---------- THE INPUT

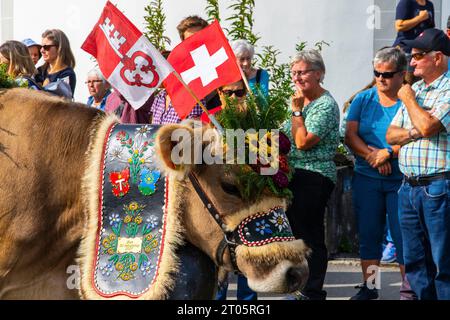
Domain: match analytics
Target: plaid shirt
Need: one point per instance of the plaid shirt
(163, 116)
(427, 156)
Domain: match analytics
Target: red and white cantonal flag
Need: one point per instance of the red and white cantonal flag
(205, 62)
(129, 62)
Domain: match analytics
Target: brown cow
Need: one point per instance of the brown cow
(44, 143)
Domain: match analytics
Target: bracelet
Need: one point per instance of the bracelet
(411, 137)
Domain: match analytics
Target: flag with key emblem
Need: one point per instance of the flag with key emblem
(128, 61)
(205, 62)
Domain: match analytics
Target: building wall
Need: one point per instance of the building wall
(350, 27)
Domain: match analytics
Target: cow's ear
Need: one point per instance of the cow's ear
(175, 148)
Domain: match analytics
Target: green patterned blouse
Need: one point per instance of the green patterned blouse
(321, 119)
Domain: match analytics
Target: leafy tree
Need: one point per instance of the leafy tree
(242, 21)
(155, 25)
(212, 10)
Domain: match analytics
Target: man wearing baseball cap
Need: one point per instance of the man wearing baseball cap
(422, 128)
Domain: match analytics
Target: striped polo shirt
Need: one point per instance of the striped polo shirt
(427, 156)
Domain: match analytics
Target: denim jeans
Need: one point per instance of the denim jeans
(425, 223)
(373, 201)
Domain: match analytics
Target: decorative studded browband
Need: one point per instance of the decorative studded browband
(257, 230)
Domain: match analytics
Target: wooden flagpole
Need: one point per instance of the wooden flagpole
(210, 116)
(244, 78)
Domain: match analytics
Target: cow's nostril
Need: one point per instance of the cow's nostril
(296, 278)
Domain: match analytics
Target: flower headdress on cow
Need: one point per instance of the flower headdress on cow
(267, 113)
(6, 81)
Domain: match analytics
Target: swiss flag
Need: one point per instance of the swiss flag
(206, 62)
(129, 62)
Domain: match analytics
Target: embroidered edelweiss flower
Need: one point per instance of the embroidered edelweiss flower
(146, 268)
(280, 221)
(107, 269)
(116, 153)
(148, 182)
(142, 131)
(152, 222)
(122, 135)
(263, 228)
(114, 219)
(133, 206)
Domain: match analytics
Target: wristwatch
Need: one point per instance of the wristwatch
(297, 114)
(411, 135)
(391, 153)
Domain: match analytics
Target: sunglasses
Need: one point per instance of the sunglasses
(385, 75)
(47, 47)
(301, 72)
(419, 55)
(238, 93)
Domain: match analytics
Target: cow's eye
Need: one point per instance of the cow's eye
(231, 189)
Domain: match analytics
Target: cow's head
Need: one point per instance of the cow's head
(212, 209)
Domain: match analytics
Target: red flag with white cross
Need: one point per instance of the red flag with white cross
(128, 61)
(205, 61)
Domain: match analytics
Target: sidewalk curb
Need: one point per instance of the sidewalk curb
(356, 263)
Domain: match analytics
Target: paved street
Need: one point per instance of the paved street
(342, 277)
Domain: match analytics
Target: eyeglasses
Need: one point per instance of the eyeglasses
(47, 47)
(385, 75)
(93, 81)
(301, 72)
(238, 93)
(419, 55)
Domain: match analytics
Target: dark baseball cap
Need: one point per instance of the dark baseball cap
(430, 40)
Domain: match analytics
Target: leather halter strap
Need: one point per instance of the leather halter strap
(228, 240)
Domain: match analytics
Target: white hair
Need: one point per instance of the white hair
(96, 72)
(311, 57)
(240, 47)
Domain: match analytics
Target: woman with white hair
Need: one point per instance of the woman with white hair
(314, 132)
(377, 176)
(99, 89)
(257, 78)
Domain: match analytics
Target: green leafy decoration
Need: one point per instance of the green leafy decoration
(155, 25)
(242, 21)
(6, 81)
(267, 113)
(212, 10)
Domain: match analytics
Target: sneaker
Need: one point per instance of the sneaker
(389, 253)
(365, 293)
(296, 295)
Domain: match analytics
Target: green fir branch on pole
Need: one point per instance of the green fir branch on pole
(242, 21)
(155, 25)
(212, 10)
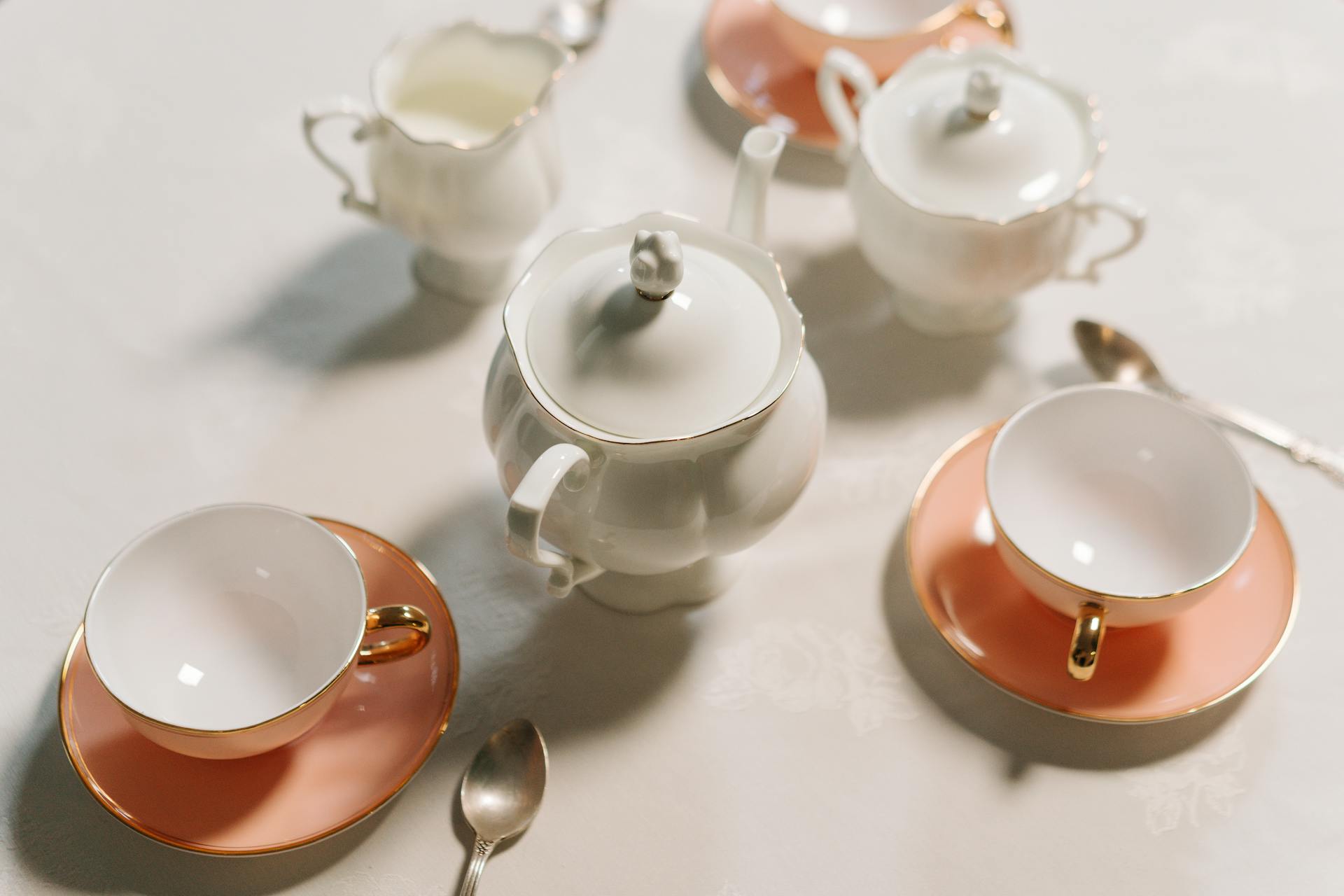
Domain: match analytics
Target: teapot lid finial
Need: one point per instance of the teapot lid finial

--------------------

• REQUIRED ACTION:
In the listing above, find the line with "Target: sidewalk curb" and the line with "Target: eyeglasses", then reproduce both and every line between them exactly.

• SOLUTION:
Target: sidewalk curb
Need: one point per instance of the sidewalk curb
(356, 263)
Domain: match analytics
Target: paved street
Need: one point per instance of the paved street
(342, 277)
Domain: match analytics
Target: eyeglasses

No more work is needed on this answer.